- EXERCISE BRIEF:
Where the entries below show "Reviewer note. Check that every instance of the turned", begin there and print that line and all following lines exactly, through the last, omitting pictures.

- RECORD EXCERPTS:
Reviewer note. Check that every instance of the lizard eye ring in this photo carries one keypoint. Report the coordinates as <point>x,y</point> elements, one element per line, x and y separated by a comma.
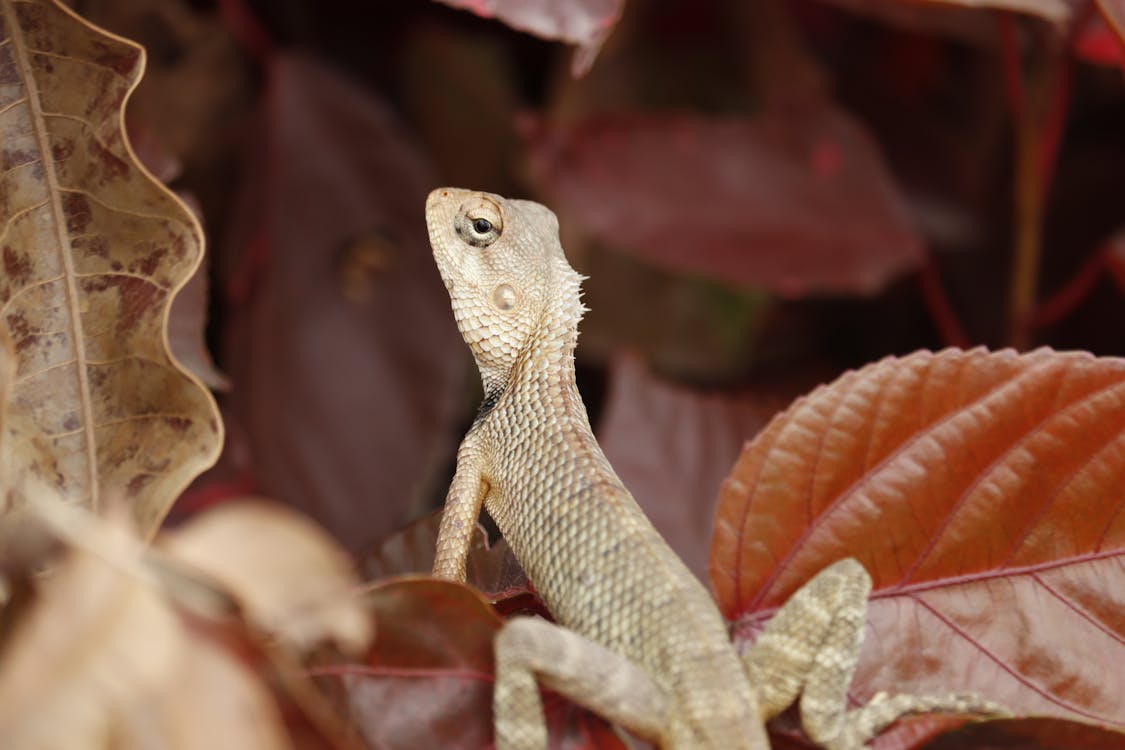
<point>479,223</point>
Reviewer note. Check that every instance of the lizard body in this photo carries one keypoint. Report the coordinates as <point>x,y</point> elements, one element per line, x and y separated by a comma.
<point>639,639</point>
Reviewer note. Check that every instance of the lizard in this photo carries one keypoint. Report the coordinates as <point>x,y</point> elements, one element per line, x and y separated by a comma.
<point>638,639</point>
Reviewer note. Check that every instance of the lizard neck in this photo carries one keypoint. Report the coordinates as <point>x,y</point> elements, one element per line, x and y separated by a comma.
<point>548,355</point>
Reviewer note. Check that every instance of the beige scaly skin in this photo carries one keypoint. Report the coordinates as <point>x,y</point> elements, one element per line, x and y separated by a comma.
<point>638,639</point>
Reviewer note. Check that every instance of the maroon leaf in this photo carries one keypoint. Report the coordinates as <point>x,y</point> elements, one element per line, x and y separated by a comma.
<point>673,446</point>
<point>582,23</point>
<point>797,200</point>
<point>426,683</point>
<point>345,361</point>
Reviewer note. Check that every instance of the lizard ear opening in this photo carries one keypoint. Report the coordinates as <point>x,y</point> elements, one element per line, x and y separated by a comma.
<point>479,222</point>
<point>505,297</point>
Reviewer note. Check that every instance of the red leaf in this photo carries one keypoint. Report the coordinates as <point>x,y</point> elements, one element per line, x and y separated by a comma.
<point>1113,14</point>
<point>582,23</point>
<point>345,360</point>
<point>673,446</point>
<point>982,493</point>
<point>797,200</point>
<point>428,680</point>
<point>1098,42</point>
<point>1031,734</point>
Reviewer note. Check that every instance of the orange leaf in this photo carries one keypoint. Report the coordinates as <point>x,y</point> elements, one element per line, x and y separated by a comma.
<point>982,493</point>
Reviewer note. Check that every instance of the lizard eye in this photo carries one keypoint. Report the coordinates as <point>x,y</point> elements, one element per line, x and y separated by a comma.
<point>479,223</point>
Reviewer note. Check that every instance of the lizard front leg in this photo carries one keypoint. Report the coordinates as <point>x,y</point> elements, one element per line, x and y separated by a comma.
<point>462,508</point>
<point>811,647</point>
<point>531,651</point>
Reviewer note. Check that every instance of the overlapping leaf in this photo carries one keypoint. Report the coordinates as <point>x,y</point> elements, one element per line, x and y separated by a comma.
<point>797,200</point>
<point>93,250</point>
<point>426,681</point>
<point>983,494</point>
<point>583,23</point>
<point>350,397</point>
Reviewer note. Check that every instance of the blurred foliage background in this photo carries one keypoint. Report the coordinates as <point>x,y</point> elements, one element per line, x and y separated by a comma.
<point>763,193</point>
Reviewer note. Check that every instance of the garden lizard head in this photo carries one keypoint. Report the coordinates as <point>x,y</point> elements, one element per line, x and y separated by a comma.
<point>513,292</point>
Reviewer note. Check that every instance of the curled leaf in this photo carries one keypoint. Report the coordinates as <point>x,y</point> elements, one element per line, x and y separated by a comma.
<point>101,660</point>
<point>93,250</point>
<point>289,576</point>
<point>426,681</point>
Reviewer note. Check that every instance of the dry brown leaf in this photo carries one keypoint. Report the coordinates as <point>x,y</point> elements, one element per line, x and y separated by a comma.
<point>289,576</point>
<point>102,661</point>
<point>93,250</point>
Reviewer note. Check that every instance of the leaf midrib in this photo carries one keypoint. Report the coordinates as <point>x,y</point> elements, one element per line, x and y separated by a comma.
<point>20,55</point>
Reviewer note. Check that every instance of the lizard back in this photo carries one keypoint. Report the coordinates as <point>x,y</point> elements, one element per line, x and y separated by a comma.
<point>599,563</point>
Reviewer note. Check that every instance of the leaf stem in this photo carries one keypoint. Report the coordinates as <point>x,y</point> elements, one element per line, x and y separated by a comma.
<point>1040,97</point>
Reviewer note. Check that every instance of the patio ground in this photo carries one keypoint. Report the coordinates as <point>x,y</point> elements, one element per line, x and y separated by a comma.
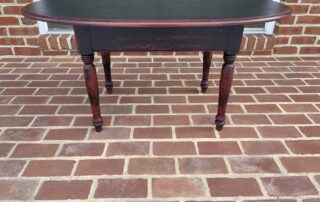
<point>158,142</point>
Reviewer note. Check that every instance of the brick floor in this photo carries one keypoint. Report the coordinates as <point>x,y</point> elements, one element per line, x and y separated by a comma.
<point>158,141</point>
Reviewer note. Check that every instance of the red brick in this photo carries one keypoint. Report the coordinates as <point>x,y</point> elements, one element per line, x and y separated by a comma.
<point>195,132</point>
<point>171,120</point>
<point>52,121</point>
<point>262,108</point>
<point>315,10</point>
<point>153,133</point>
<point>279,132</point>
<point>288,30</point>
<point>128,148</point>
<point>49,168</point>
<point>60,190</point>
<point>82,149</point>
<point>218,148</point>
<point>250,119</point>
<point>303,40</point>
<point>238,132</point>
<point>309,50</point>
<point>132,120</point>
<point>249,90</point>
<point>5,21</point>
<point>110,133</point>
<point>100,167</point>
<point>299,9</point>
<point>12,10</point>
<point>22,134</point>
<point>310,131</point>
<point>304,146</point>
<point>301,164</point>
<point>306,98</point>
<point>315,117</point>
<point>121,188</point>
<point>308,20</point>
<point>298,108</point>
<point>263,147</point>
<point>66,134</point>
<point>11,41</point>
<point>135,99</point>
<point>158,166</point>
<point>202,165</point>
<point>5,148</point>
<point>169,99</point>
<point>312,30</point>
<point>17,189</point>
<point>228,187</point>
<point>26,51</point>
<point>177,187</point>
<point>253,165</point>
<point>152,109</point>
<point>289,186</point>
<point>11,168</point>
<point>34,150</point>
<point>18,91</point>
<point>188,109</point>
<point>173,148</point>
<point>286,50</point>
<point>44,110</point>
<point>290,119</point>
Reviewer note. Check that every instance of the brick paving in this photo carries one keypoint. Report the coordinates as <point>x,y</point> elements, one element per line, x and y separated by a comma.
<point>158,142</point>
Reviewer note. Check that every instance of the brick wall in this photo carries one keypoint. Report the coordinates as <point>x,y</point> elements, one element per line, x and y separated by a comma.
<point>298,34</point>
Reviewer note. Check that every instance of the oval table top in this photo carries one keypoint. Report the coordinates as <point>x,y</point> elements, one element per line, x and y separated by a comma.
<point>156,13</point>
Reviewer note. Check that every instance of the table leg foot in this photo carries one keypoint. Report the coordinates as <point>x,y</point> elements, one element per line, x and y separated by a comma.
<point>225,88</point>
<point>97,123</point>
<point>207,57</point>
<point>220,123</point>
<point>106,61</point>
<point>91,80</point>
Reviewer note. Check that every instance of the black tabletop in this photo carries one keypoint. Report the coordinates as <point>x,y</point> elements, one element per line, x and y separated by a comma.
<point>156,13</point>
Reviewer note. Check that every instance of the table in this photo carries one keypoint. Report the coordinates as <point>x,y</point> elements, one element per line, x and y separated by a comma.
<point>157,25</point>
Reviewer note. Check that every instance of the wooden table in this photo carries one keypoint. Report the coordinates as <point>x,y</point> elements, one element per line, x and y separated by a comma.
<point>156,25</point>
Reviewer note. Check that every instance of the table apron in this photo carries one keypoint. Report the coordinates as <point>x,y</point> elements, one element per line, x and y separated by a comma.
<point>226,38</point>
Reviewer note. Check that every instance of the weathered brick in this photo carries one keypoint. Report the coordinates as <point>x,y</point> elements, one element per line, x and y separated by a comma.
<point>253,165</point>
<point>100,167</point>
<point>121,188</point>
<point>304,146</point>
<point>49,168</point>
<point>22,134</point>
<point>218,148</point>
<point>62,190</point>
<point>82,149</point>
<point>202,165</point>
<point>17,189</point>
<point>173,148</point>
<point>11,168</point>
<point>153,133</point>
<point>177,187</point>
<point>154,166</point>
<point>34,150</point>
<point>228,187</point>
<point>289,186</point>
<point>263,147</point>
<point>128,148</point>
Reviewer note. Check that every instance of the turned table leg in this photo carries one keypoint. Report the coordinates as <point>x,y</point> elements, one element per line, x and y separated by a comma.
<point>224,88</point>
<point>207,57</point>
<point>90,76</point>
<point>107,71</point>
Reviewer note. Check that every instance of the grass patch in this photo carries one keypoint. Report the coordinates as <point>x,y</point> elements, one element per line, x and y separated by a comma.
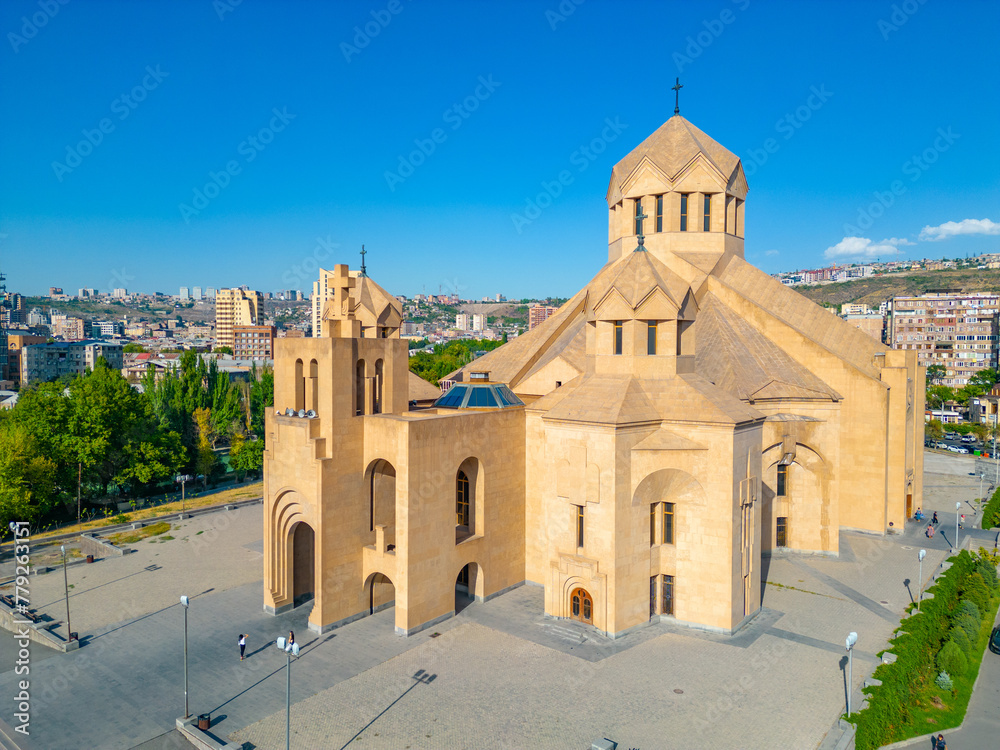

- WORKED SOLUTION:
Reviewer note. Check that every instance of the turned table leg in this photo carries one keypoint. Report the coordinates as <point>x,y</point> elements, one element per line, x and y separated by a comma.
<point>224,88</point>
<point>207,57</point>
<point>90,76</point>
<point>107,71</point>
Reviewer note. Check that every instance of the grass patch in this photo carries one keypoint. Report the coordinates as <point>x,y</point> elements, one element per line, x and y separated by a comma.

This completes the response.